Instead of geom_histogram() we use geom_bar()

Bar Graph

ggplot(aes(x=Scenario), data=MyData) + geom_bar()

Two Continuous

If we have two continuous variables, we are most often interested in the classic bivariate plot, sometimes called a scatter plot.

The bivariate plot or scatter plot is the ‘meat and potatoes’ of data visualization. By plotting two variables we can see if they are independent (‘shotgun’ pattern) or have some degree of correlation (oval sloped up or down). We can also look for outliers, which would be seen as isolated points that are far away from the main ‘cloud’ of points.

ggplot(aes(x=Silene, y=Total), data=MyData) + geom_point()

Two Categorical

Plotting two categorical variables is not so useful. Instead, we are better off making a summary table as described in detail the Data Science Chapter. Or, we can use the length function with aggregate() as introduced in the previous chapter:

aggregate(Total ~ Nutrients:Scenario, data=MyData, length) 
  Nutrients     Scenario Total
1      high      extreme    26
2      high fluctuations    24
3      high      gradual    25
4      high         high    23
5       low          low    25

OR we can use the handy table() function if we want to summarize the variables as rows and columns:

table(MyData$Scenario,MyData$Nutrients)

[Stored data]
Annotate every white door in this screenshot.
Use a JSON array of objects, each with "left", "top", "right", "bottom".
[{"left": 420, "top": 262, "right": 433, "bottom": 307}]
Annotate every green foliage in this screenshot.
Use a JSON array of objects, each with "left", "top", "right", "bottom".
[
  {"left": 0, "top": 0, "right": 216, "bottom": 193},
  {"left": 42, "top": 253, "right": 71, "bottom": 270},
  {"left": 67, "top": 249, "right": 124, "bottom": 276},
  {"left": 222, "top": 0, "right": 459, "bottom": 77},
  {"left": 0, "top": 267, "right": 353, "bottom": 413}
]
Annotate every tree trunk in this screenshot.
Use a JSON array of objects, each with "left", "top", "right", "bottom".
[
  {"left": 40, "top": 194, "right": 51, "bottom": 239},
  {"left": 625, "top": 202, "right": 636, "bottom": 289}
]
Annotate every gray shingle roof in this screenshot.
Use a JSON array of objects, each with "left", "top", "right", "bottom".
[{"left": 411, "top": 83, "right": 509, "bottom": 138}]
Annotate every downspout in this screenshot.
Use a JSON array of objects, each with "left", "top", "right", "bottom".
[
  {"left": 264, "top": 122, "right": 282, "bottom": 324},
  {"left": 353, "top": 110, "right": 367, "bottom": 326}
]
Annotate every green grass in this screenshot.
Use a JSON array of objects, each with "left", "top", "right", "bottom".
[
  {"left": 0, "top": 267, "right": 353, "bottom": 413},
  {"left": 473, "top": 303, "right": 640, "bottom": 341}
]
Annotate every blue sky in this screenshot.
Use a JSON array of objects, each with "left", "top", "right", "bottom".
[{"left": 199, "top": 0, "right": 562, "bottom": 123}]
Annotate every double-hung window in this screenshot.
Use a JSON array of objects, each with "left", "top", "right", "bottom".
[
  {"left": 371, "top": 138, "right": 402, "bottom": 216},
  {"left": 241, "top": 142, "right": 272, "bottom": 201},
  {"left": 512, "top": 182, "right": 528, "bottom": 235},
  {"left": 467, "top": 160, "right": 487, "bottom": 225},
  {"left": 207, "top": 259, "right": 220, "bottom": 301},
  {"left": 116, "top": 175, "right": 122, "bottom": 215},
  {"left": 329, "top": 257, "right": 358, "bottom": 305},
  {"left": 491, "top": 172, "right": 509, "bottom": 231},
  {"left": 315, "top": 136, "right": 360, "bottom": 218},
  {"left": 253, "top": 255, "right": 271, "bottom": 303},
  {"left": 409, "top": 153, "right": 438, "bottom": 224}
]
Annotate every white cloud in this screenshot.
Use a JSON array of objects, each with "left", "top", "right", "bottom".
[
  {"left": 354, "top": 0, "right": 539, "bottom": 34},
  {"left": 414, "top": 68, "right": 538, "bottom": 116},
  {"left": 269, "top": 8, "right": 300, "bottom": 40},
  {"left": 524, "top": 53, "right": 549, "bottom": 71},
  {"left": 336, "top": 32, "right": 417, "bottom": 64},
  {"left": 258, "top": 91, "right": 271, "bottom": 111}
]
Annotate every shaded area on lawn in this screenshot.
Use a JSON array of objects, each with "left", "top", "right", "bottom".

## [TASK SET]
1) From the ggplot tutorial above, extract the stretch from "If we have two" through "main ‘cloud’ of points.", word for word.
2) Continue the ggplot tutorial above, picking up right after its last line.

## [YOUR WRITTEN ANSWERS]
1)
If we have two continuous variables, we are most often interested in the classic bivariate plot, sometimes called a scatter plot.

The bivariate plot or scatter plot is the ‘meat and potatoes’ of data visualization. By plotting two variables we can see if they are independent (‘shotgun’ pattern) or have some degree of correlation (oval sloped up or down). We can also look for outliers, which would be seen as isolated points that are far away from the main ‘cloud’ of points.

2)
               high low
  extreme        26   0
  fluctuations   24   0
  gradual        25   0
  high           23   0
  low             0  25

In this case we can see that there is only one class of the “Low” Nutrient treatment, but four classes of “High” Nutrient treatments. In other words, all of the rows with “Low” Nutrient treatment also have the “Low” Scenario, and NONE of the rows with “High” Nutrient treatment have “Low” in the Scenario treatment. However, all groups have similar sample size of about 25. This is because the experiment compared low vs high nutrients, but also looked at different ways that high nutrients could be delivered.

Categorical by Continuous

If we have a categorical and a continuous variable, we usually want to see the distribution of points for the two variables. There are a few ways to do this:

Box Plot

The box plot is a handy way to quickly inspect a few important characteristics of the data:

  1. median: middle horizontal line (i.e. the 50th percentile)
  2. hinges: top and bottom of the boxes showing the 75th and 25th percentiles, respectively
  3. whiskers: vertical lines showing the highest and lowest values (excluding outliers, if present)
  4. outliers: points showing outlier values more than 1.5 times the inter-quartile range (i.e. 1.5 times the distance from the 25th to 75th percentiles). Note that not all data sets will have outlier points.
ggplot(aes(x=Nutrients, y=Total), data=MyData) + geom_boxplot()

Violin Plot

Violin plots or Density strips are another popular way to plot these type of data. The ‘violin’ or ‘density’ refers to the smoothed frequency distribution, which is similar the the geom_histogram we saw above, but imagine fitting a smoothed line along the top of each bar, and then turning it on its side and mirroring the image.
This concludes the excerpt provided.